**What to work on:** Format everything from the start of the material down to the line containing "left=331, top=243, right=941, bottom=710" as a two-column CSV with the headers text and answer. Give one row per entry, put each field in quotes with line breaks turned into spaces, and leave out the pictures.

**Supplied information:**

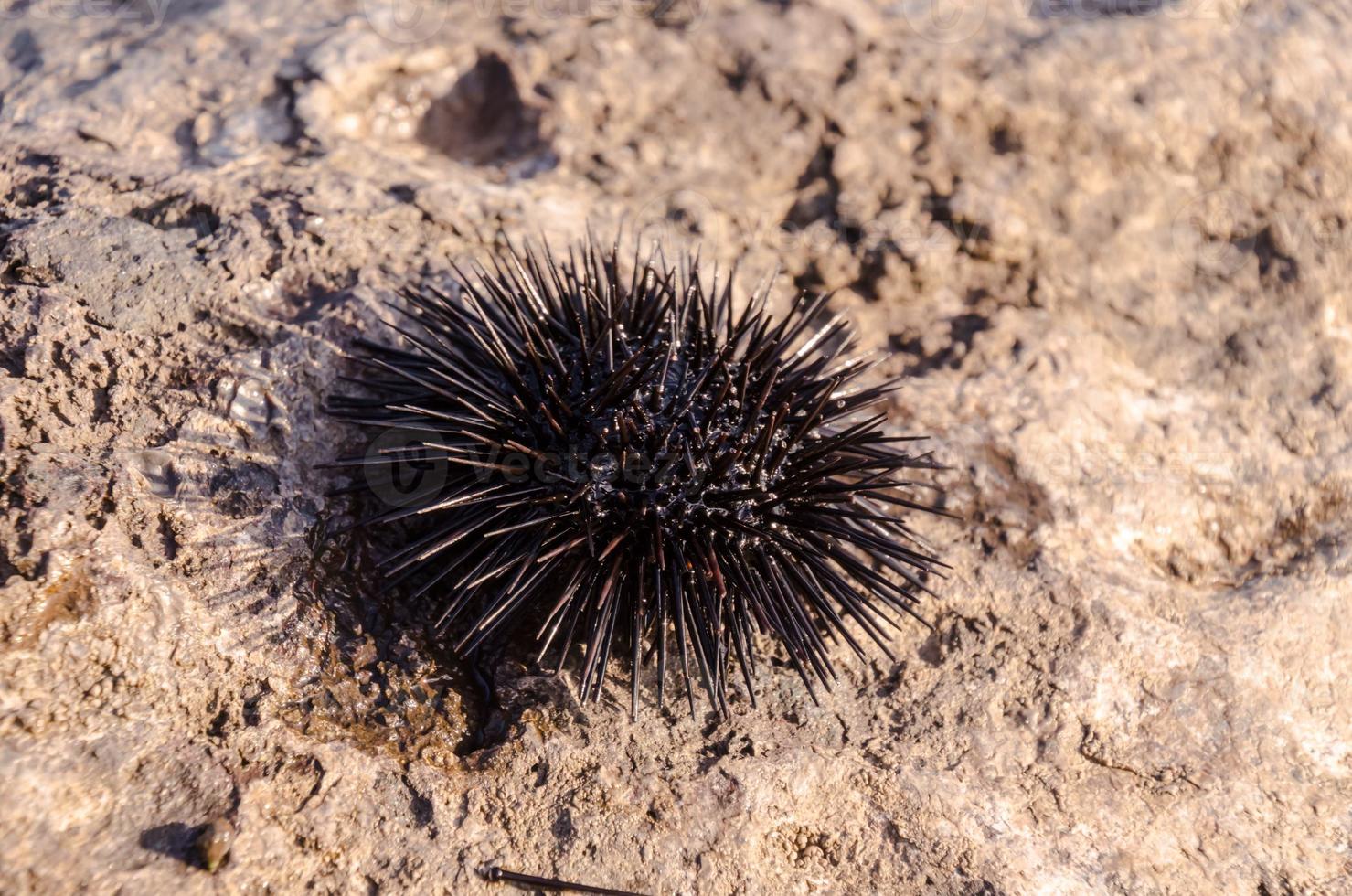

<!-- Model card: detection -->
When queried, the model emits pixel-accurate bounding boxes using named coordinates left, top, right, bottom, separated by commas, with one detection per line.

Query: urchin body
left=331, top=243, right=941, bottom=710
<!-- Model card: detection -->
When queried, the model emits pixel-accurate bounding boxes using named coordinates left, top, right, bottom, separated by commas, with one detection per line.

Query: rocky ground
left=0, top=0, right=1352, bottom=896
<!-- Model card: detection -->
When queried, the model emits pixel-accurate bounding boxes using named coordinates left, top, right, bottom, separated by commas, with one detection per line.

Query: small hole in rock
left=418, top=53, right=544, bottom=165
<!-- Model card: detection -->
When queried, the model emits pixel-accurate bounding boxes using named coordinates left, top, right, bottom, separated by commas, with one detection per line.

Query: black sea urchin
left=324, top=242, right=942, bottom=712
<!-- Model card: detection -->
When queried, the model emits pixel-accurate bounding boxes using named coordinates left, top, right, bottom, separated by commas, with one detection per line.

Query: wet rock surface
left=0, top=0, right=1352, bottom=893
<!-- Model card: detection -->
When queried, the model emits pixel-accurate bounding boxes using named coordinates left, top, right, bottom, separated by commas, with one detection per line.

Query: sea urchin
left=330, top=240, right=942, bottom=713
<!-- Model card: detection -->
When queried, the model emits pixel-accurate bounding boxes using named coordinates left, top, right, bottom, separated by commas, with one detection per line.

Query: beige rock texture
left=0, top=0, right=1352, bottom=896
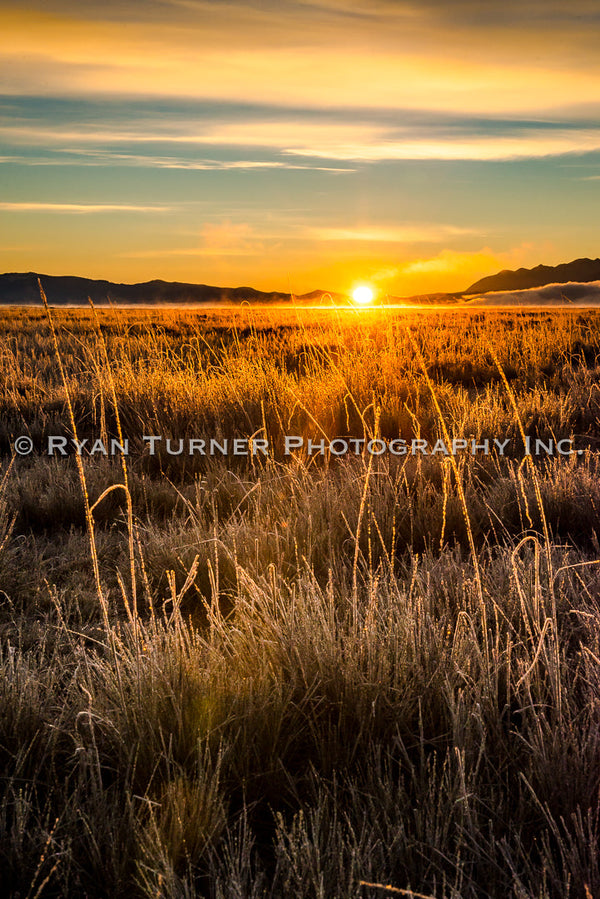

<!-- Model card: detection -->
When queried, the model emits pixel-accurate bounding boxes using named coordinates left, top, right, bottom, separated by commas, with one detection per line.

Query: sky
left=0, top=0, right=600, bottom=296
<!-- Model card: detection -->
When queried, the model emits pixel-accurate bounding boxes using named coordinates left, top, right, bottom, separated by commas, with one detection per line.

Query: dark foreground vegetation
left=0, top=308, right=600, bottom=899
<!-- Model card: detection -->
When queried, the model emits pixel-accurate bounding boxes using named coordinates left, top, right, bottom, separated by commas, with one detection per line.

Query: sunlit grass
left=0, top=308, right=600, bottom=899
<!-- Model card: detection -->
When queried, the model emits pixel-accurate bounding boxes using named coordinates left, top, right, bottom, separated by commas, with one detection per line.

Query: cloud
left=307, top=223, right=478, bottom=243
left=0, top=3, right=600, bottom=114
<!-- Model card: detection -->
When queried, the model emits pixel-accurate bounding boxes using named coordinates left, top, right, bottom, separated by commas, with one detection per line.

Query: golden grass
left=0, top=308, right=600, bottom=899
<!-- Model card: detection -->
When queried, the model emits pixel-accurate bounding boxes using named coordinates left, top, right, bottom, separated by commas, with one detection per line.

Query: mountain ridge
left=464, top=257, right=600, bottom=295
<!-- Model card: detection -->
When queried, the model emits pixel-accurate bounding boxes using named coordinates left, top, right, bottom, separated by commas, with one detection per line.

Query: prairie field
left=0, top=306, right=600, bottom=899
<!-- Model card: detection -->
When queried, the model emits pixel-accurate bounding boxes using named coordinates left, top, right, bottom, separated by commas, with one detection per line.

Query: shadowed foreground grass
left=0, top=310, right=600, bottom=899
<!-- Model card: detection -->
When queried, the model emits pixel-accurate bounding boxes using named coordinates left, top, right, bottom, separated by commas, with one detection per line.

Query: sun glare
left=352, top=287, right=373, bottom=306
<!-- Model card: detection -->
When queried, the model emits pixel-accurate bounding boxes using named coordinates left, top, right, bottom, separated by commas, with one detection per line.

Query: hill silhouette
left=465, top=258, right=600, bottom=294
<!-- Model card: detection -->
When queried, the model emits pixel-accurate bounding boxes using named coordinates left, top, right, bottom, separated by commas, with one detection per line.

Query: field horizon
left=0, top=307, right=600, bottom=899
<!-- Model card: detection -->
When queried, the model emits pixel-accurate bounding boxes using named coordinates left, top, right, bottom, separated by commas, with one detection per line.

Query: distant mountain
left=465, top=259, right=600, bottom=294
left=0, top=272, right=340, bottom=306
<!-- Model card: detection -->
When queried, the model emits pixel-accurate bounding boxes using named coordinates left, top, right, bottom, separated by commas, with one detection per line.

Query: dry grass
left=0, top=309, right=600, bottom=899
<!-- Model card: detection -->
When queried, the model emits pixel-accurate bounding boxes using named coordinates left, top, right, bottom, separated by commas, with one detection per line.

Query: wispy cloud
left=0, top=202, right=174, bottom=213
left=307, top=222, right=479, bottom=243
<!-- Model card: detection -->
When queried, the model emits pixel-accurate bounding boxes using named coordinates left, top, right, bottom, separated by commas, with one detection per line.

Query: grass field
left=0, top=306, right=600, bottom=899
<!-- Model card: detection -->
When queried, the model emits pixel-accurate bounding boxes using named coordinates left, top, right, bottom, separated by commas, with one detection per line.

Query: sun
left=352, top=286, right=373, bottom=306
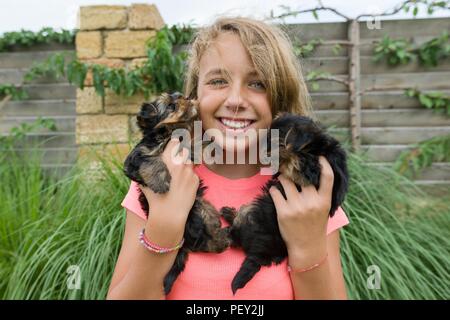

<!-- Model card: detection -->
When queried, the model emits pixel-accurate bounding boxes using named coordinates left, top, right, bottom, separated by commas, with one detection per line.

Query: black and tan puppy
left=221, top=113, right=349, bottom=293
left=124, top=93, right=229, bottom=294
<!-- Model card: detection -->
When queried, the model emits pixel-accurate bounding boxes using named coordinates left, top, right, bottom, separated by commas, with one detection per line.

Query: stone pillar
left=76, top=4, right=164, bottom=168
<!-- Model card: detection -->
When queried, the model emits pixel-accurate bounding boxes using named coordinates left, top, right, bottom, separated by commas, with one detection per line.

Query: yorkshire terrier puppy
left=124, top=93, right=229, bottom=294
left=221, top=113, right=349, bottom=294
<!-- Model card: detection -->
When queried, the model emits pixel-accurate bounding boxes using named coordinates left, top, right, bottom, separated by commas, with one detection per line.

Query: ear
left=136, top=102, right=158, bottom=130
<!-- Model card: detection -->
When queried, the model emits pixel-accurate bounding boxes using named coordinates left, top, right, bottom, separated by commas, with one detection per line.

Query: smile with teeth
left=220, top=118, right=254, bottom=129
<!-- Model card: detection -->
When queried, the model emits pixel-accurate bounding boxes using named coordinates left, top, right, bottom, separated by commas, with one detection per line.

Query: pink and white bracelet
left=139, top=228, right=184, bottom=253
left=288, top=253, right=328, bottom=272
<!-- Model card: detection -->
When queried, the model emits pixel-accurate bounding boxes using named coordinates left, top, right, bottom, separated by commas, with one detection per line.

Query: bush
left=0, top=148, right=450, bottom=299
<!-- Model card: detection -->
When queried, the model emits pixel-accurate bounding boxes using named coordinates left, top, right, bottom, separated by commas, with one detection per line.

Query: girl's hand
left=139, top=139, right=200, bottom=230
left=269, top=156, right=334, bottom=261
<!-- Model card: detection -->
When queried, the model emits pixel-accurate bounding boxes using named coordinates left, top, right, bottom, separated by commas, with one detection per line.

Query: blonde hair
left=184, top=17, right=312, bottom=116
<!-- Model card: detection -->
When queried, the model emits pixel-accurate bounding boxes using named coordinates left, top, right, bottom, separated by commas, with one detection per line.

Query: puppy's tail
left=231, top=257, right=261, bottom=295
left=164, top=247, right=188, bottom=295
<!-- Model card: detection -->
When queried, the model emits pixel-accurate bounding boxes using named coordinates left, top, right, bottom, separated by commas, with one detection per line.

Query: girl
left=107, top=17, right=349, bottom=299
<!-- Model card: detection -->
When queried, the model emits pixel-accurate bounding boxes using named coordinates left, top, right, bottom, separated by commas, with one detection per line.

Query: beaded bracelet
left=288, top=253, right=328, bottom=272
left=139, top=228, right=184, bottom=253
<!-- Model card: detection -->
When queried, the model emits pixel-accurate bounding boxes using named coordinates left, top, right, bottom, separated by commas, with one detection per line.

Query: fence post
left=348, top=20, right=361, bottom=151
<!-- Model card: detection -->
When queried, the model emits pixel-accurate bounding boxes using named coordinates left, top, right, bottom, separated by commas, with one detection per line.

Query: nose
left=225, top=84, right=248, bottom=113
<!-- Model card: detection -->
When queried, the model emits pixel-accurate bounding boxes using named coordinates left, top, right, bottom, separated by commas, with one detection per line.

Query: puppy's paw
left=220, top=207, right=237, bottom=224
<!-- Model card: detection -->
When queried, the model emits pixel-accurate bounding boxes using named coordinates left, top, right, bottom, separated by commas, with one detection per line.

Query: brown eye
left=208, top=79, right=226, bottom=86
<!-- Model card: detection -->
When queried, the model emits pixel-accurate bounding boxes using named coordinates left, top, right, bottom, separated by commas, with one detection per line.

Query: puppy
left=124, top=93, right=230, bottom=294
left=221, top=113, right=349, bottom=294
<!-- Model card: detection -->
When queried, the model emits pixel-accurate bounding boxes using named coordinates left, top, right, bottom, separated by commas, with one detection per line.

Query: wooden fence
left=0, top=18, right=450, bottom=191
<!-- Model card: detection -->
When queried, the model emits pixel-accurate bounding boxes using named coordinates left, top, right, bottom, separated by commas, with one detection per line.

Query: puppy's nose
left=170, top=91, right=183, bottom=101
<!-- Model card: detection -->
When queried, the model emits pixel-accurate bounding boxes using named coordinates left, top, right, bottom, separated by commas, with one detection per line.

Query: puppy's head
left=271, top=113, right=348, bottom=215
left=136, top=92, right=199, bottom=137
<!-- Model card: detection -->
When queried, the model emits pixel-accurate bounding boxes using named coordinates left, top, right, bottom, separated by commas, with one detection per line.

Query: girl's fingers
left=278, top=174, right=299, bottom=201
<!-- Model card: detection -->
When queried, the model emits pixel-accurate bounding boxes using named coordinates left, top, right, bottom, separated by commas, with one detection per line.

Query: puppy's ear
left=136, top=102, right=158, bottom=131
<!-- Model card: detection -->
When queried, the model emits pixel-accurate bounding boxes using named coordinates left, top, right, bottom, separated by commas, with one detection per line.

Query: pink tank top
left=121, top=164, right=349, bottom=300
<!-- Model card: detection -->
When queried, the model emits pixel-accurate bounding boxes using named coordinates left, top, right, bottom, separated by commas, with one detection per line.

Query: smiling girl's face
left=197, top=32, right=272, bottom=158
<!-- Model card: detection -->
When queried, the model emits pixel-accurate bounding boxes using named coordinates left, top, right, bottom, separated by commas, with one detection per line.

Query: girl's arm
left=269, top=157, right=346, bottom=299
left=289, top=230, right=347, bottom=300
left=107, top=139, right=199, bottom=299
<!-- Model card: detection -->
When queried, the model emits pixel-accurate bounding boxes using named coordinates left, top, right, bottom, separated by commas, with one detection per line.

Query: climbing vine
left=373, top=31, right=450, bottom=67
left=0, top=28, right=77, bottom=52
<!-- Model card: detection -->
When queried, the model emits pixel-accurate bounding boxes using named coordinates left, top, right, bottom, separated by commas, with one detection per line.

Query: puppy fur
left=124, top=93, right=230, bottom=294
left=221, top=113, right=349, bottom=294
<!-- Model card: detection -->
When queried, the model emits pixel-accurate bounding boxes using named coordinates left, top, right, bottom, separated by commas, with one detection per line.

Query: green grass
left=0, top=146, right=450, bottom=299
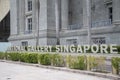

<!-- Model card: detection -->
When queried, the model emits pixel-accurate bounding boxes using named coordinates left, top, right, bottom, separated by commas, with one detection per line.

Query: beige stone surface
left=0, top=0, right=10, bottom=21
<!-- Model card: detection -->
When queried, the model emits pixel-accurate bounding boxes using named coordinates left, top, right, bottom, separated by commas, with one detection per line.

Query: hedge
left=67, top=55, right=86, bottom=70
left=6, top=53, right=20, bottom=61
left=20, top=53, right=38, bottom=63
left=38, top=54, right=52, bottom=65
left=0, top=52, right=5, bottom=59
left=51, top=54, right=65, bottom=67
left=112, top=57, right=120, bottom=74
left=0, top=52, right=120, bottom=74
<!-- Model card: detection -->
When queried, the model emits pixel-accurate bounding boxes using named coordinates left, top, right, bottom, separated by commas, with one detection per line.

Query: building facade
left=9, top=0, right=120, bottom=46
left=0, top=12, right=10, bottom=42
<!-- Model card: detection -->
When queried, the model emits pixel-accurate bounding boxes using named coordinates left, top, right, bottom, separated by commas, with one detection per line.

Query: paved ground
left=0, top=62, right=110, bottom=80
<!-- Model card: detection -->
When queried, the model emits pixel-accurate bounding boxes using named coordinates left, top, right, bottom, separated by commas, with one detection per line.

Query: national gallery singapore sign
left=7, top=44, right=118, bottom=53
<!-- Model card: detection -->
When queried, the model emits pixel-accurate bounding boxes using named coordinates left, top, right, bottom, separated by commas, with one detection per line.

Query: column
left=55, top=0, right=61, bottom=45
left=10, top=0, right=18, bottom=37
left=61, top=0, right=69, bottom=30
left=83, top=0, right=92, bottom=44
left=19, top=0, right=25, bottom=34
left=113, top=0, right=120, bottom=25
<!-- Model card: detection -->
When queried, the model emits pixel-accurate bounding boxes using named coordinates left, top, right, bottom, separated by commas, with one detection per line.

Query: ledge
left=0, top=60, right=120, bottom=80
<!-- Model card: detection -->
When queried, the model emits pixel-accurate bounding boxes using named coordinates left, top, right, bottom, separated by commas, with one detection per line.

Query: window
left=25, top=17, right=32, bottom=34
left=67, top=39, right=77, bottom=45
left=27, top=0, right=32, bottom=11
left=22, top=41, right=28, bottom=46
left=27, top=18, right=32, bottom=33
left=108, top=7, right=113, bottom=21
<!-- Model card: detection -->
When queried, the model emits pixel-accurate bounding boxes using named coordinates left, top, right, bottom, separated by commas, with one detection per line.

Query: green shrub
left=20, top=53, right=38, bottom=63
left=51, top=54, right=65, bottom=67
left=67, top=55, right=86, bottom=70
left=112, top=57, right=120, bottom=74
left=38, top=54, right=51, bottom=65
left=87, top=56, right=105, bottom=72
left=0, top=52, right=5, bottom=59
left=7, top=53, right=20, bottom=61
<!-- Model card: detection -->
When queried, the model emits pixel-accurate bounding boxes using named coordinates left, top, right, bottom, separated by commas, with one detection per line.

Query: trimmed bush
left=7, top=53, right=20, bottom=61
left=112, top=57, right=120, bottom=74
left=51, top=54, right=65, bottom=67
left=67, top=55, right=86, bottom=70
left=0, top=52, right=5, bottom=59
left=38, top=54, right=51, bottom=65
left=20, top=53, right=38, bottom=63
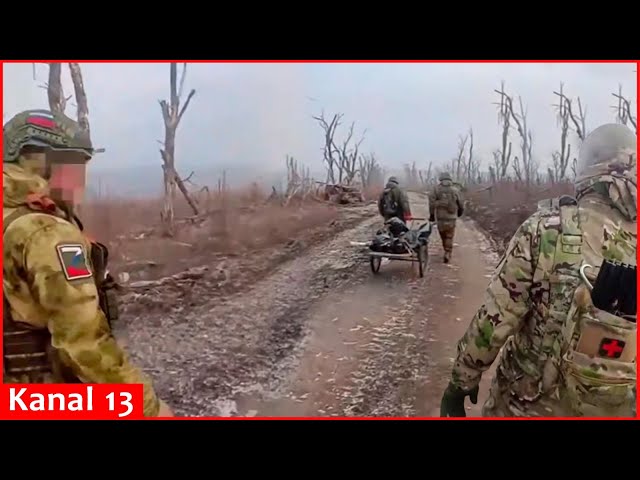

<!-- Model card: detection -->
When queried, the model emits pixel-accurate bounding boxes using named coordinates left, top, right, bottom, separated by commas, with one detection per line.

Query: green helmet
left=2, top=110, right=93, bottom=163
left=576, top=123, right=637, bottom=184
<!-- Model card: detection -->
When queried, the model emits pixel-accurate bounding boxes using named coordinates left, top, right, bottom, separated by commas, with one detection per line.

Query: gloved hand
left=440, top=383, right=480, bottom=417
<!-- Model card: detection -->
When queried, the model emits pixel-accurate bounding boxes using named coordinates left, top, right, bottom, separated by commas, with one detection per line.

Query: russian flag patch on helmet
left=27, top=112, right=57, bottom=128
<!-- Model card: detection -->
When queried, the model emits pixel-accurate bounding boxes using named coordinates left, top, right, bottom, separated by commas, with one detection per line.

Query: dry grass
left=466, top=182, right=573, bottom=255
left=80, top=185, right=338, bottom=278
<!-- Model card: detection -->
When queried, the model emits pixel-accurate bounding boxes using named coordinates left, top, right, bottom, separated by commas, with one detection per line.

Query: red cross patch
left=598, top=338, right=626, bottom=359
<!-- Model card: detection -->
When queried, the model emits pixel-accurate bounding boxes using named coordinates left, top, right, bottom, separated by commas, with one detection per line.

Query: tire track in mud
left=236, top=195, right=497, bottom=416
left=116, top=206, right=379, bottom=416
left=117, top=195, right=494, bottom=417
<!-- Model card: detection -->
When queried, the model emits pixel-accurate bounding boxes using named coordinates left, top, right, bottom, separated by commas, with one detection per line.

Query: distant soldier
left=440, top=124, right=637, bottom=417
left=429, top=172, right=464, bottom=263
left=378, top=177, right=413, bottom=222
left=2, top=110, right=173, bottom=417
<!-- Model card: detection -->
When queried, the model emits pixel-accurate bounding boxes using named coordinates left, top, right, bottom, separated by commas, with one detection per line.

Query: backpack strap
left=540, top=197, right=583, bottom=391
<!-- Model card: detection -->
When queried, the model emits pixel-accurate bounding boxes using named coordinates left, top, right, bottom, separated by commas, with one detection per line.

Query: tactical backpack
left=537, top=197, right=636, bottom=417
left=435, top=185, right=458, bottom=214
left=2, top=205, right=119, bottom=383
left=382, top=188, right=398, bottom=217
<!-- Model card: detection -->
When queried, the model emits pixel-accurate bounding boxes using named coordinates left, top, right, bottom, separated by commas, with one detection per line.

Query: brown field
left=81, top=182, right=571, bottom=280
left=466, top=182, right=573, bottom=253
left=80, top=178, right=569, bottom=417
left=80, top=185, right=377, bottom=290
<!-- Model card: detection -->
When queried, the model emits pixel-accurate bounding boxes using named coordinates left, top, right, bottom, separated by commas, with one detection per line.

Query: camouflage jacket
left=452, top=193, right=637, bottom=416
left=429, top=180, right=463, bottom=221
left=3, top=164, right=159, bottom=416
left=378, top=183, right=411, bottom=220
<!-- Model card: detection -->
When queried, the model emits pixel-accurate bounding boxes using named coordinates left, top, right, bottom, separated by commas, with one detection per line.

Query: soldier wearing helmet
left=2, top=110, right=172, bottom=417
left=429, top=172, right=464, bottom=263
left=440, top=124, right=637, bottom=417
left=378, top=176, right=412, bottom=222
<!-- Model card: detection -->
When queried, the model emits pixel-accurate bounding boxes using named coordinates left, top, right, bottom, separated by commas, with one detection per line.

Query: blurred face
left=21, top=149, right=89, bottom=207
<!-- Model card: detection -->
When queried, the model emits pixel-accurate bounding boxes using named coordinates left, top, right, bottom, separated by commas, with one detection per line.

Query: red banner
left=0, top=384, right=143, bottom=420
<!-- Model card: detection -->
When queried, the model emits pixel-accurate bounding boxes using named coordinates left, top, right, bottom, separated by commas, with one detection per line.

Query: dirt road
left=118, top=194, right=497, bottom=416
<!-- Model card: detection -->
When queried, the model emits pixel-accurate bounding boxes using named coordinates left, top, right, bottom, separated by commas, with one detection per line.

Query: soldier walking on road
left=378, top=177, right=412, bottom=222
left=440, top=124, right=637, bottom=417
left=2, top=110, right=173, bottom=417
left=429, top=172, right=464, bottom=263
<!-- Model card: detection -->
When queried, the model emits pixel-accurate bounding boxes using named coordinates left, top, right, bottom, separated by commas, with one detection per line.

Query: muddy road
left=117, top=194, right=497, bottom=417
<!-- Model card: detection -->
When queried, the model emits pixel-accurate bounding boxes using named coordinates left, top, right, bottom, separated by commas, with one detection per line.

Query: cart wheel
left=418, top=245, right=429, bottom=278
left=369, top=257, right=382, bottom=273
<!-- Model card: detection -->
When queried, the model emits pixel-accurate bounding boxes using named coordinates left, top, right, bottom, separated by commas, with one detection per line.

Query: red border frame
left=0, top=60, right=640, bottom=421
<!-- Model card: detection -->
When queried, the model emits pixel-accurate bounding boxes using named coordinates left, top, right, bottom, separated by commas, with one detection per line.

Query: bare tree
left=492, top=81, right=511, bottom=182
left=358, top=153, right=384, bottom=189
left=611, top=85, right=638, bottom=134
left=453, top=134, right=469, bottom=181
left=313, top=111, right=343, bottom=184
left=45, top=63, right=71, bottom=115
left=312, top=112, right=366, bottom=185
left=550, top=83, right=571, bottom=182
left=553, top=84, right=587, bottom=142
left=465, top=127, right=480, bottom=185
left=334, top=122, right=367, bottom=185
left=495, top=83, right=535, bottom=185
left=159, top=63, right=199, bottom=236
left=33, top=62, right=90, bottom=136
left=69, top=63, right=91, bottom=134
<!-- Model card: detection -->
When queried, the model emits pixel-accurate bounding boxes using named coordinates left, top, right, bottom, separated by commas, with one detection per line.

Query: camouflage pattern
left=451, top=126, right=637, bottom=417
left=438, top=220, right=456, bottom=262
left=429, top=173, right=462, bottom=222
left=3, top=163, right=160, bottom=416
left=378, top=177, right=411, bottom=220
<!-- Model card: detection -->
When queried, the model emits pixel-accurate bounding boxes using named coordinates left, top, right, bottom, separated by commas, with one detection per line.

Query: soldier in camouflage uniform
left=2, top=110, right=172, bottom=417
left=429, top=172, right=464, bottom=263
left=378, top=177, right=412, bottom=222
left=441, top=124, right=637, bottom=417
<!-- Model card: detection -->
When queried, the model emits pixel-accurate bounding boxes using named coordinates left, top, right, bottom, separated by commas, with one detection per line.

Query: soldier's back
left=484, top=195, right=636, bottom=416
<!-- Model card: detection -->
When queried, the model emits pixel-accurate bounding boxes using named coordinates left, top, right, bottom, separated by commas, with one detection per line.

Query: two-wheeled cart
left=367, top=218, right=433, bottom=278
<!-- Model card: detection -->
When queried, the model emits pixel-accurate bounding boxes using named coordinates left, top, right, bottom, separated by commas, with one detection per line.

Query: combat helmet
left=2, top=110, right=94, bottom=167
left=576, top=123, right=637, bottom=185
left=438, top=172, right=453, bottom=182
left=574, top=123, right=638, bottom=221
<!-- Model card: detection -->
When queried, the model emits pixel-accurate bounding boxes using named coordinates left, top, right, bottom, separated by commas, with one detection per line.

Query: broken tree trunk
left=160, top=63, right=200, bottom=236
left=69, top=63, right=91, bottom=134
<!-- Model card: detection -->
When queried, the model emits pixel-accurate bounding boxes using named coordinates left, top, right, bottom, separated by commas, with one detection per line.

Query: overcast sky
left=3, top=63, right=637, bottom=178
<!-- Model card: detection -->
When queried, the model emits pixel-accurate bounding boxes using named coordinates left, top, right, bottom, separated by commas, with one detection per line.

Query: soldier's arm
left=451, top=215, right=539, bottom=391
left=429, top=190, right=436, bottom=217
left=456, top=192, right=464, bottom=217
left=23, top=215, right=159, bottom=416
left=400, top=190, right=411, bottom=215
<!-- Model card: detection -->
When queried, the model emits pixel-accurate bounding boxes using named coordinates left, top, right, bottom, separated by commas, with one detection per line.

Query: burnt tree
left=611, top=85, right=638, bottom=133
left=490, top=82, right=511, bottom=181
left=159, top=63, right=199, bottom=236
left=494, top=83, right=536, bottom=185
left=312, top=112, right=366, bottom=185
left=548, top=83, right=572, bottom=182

**Response to this exercise:**
text,answer
"<!-- Model card: detection --> When queried, the model emits pixel-accurate bounding boxes using named coordinates left, top, right, bottom, separated by commas, with one detection per line. Query: urchin body","left=331, top=243, right=941, bottom=710"